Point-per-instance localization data
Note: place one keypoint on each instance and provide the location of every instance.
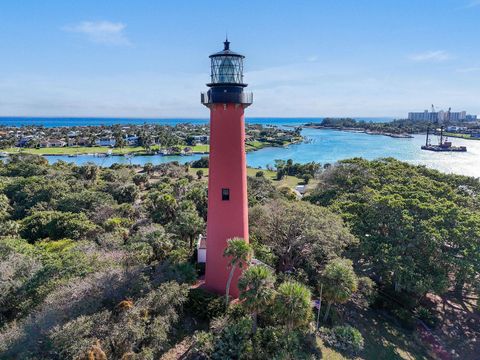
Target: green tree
(293, 304)
(257, 291)
(300, 234)
(148, 168)
(188, 224)
(339, 283)
(238, 251)
(55, 225)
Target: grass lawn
(76, 150)
(288, 181)
(82, 150)
(383, 340)
(462, 136)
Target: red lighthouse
(227, 177)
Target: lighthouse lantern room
(227, 177)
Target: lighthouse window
(225, 194)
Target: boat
(443, 145)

Exercise objective: Set out, exactly as written, the lines from the line with "Target: red lighthouse" to the last line of the records, inclusive, and only those lines.

Solution to the problem:
Target: red lighthouse
(227, 177)
Target: lighthouse lantern room
(227, 177)
Target: lighthouse window
(225, 194)
Target: boat
(443, 145)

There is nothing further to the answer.